** Opening DATA SUPPLIED block **

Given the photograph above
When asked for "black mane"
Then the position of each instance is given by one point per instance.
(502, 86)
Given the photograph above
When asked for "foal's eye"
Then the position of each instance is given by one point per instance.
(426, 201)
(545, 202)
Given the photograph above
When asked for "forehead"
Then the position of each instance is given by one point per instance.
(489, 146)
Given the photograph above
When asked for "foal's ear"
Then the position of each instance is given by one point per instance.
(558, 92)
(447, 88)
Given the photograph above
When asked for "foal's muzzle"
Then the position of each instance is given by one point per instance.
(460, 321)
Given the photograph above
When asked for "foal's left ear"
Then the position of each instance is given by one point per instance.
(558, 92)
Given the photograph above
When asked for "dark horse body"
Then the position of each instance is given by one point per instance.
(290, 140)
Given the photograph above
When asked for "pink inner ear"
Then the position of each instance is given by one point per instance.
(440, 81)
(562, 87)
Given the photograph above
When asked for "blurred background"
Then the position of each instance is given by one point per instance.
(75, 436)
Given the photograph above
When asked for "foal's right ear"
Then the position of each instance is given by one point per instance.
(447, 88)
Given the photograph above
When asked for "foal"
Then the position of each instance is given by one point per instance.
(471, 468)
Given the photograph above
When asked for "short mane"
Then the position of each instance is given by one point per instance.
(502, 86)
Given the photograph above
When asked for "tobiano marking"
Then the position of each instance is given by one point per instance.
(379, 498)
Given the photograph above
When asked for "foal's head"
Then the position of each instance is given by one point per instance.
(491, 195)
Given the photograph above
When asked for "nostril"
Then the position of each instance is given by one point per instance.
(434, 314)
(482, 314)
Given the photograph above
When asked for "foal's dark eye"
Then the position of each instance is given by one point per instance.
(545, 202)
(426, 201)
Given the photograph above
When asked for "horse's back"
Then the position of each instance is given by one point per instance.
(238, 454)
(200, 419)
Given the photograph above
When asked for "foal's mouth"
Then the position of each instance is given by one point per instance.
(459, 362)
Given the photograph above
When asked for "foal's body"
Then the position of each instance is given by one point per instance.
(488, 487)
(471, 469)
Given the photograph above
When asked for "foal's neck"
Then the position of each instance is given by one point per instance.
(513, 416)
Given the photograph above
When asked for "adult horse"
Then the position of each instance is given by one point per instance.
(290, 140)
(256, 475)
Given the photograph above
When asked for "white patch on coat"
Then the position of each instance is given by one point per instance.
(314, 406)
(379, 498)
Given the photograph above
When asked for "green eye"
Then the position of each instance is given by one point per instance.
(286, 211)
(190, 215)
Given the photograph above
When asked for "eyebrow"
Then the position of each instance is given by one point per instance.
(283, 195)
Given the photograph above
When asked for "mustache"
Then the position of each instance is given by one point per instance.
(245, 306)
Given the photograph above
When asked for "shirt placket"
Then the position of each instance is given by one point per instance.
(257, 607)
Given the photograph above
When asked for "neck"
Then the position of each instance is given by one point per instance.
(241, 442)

** Closing DATA SUPPLIED block **

* [WORK ORDER]: Write the records out once more. Each line must match.

* [RESPONSE BELOW]:
Given the photograph above
When asked for "black mane"
Then the position of each instance is given by one point per instance.
(502, 86)
Given the photograph above
When asked for "foal's eye"
Then the position of each instance is given by one point per instance.
(426, 201)
(545, 202)
Given the photograph above
When asked for "forehead"
Then the position of each instance is given by one point per instance.
(489, 146)
Given the photograph above
When asked for "foal's ear"
Then the position of each instance is given by one point per instance.
(558, 92)
(447, 88)
Given the photograph above
When asked for "foal's muzzle"
Then the position of each instance is given by one point per instance.
(460, 321)
Given the photograph above
When asked for "foal's left ear"
Then the position of each instance is given by one point per instance.
(558, 92)
Given the photograph above
When asked for "dark horse body"
Then the position of each instance is given by one point per instance.
(290, 140)
Given the photograph above
When asked for "pink inner ear"
Then the position of each instance is given by one point per instance.
(440, 81)
(562, 87)
Given the photograph above
When asked for "blurred background"
Then the position of each instance is given by one point per instance.
(75, 436)
Given the photograph above
When asked for "foal's right ear"
Then the position of each instance is given by one point per instance.
(447, 88)
Given the photograph above
When asked for "foal"
Then the position of each instance is given by one point per instance.
(471, 468)
Given the photograph above
When asked for "short mane"
Then the position of each instance is given by one point per instance.
(502, 86)
Given the photograph above
When asked for "tobiano marking"
Then the position of each instance is given by one point per instance.
(379, 498)
Given the photograph above
When asked for "foal's head"
Then the position of each instance is given by one point per instance.
(491, 195)
Given the photograph above
When asked for "nostril"
Then the position of each instance is given by one point per instance.
(434, 314)
(482, 314)
Given the photograph above
When asked for "foal's dark eye"
Then the position of each instance is given by one point per instance.
(545, 202)
(426, 201)
Given the photograph above
When asked for "horse's back"
Then the position of each instance is given by one point per instance.
(238, 454)
(200, 419)
Given the photograph above
When asked for "foal's mouth"
Then the position of each instance is given by one point per instance.
(459, 362)
Given the photograph above
When asked for "foal's body"
Then the position of each instance is given by one point per instance.
(488, 487)
(471, 469)
Given the photograph above
When asked for "foal's neck"
Then the position of each instance is given by one point per instance.
(513, 416)
Given the photograph above
When asked for "adult horse"
Then the position of each instance is given by one point per instance.
(290, 140)
(256, 475)
Given the photograph above
When asked for "white patch on coat"
Then the position of each instance is given by one point per instance.
(314, 406)
(379, 498)
Given the photograph above
When asked for "green eye"
Then the position of each instance is given by one point per instance.
(286, 211)
(190, 215)
Given the photograph above
When asked for "eyebrow"
Then the position of each instance is given by one point per instance.
(283, 195)
Given the photograph above
When asked for "mustache"
Then the position of each instance is given by one point per instance.
(245, 306)
Given the photograph above
When asked for "shirt placket"
Then the position of each instance is given by one point per instance.
(257, 607)
Given the photograph above
When asked for "neck"
Then the position of each instance is given by one point per instance.
(241, 442)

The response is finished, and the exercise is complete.